══ Provided data ══
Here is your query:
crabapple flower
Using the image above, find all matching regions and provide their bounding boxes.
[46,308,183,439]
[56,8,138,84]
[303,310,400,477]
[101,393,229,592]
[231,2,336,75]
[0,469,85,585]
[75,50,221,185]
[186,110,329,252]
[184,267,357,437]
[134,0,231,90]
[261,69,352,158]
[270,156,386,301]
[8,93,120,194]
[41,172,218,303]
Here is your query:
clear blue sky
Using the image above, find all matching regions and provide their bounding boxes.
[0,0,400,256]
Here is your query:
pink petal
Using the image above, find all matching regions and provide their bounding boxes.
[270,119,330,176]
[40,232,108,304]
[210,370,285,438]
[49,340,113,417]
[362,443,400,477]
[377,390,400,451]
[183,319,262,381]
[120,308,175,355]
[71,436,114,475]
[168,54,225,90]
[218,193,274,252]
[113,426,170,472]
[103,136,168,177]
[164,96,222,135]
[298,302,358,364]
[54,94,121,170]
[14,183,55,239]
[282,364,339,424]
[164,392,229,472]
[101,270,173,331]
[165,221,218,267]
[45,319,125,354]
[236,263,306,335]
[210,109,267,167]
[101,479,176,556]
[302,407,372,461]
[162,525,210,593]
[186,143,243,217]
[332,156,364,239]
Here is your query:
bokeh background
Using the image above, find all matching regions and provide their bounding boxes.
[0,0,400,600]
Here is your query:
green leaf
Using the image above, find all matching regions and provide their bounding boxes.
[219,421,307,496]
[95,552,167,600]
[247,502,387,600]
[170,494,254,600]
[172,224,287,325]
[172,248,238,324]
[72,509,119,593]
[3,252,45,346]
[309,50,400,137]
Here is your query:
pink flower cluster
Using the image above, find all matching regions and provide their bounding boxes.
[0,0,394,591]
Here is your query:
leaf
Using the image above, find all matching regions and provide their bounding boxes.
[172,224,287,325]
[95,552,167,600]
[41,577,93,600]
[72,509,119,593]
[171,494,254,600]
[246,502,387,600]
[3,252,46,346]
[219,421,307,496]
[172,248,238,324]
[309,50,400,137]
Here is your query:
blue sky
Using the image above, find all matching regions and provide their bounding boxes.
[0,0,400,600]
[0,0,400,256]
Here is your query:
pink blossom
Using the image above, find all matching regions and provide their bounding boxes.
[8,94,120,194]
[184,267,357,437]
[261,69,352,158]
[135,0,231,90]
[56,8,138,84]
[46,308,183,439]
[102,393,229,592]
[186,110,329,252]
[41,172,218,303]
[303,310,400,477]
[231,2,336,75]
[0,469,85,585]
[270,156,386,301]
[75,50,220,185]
═══
- _Problem description_
Gather every line in the items above that contains the word "pink", listing them in their original order.

- _Output of the exercise_
pink petal
pink flower cluster
pink blossom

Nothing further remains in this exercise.